§ EXERCISE DIRECTIONS:
Starting at the line that contains "photograph in the photo above.", set down each line exactly until the records end, keeping both ends and adding nothing.

Collected data entries:
========================================

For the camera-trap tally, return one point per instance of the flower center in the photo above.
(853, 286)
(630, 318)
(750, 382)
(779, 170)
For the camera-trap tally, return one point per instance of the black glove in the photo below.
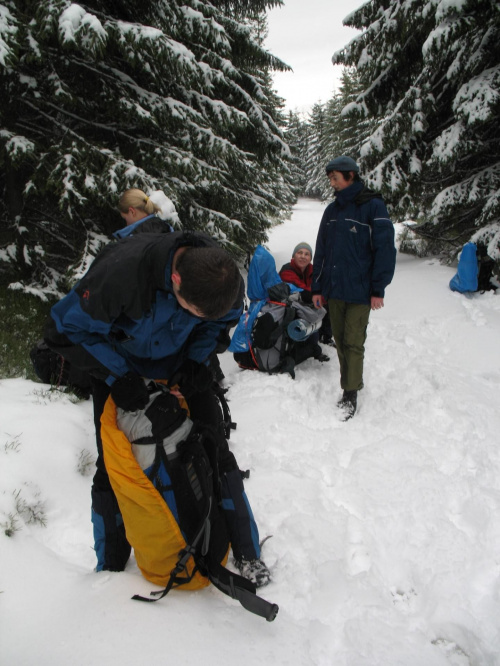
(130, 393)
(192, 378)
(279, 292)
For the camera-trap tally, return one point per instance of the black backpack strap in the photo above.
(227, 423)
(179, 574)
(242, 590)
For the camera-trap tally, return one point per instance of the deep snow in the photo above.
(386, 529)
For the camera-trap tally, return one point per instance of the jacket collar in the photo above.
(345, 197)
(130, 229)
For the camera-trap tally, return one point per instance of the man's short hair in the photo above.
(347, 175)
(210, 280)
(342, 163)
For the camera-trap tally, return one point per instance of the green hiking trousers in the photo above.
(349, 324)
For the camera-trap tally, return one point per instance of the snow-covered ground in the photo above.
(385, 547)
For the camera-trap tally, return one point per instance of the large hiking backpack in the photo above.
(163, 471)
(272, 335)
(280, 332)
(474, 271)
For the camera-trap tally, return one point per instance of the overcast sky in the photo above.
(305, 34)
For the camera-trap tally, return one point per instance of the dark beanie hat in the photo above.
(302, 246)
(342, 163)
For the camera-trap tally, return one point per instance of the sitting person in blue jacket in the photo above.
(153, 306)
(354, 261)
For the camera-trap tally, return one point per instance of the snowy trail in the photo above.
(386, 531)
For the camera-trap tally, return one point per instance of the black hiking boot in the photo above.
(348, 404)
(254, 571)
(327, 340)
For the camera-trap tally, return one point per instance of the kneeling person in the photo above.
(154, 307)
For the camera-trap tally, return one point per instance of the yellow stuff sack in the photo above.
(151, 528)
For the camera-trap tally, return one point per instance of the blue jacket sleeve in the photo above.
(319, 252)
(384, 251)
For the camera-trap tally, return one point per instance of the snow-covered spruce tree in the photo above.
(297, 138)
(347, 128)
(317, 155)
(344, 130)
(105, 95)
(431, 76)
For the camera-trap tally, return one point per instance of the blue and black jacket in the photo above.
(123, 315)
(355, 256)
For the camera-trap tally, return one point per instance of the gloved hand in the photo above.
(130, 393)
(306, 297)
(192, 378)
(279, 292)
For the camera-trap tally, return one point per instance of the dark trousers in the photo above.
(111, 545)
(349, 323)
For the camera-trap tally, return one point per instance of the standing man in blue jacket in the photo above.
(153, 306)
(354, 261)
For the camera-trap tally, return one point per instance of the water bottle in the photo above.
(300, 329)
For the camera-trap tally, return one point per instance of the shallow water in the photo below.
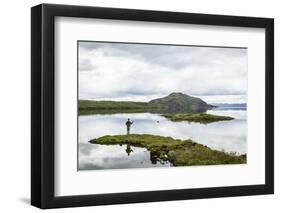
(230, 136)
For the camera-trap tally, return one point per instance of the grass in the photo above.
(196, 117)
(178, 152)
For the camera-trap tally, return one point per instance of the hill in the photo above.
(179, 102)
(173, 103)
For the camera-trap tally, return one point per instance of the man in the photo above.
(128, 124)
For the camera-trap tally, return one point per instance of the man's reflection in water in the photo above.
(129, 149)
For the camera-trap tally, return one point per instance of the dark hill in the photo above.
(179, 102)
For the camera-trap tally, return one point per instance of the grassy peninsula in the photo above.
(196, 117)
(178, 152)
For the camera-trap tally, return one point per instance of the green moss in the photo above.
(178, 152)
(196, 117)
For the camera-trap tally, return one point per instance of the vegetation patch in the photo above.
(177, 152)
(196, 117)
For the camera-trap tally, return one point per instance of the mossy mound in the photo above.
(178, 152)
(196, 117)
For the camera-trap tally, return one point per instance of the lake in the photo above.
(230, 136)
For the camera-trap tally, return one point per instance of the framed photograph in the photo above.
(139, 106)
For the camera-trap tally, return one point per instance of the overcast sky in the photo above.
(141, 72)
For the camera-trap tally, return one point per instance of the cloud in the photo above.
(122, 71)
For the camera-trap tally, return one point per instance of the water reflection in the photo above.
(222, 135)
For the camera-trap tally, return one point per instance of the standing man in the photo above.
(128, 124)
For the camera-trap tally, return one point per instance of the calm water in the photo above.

========================================

§ SOLUTION TO THIS EXERCISE:
For the camera-trap tally, return one point per instance of the framed photograph in the photo above.
(139, 106)
For the camera-trap tally, return one point per instance of the overcast sky in the photo above.
(141, 72)
For the camera-trap tally, return one point per instance of the cloud in the photo above.
(122, 71)
For the camera-trap tally, return one point per instance of the water reflection in the photo above.
(222, 135)
For the camera-trap tally, return one point per instance of the standing man in the photo above.
(128, 124)
For the camera-trap tally, return one point per instance of the calm water in the photo above.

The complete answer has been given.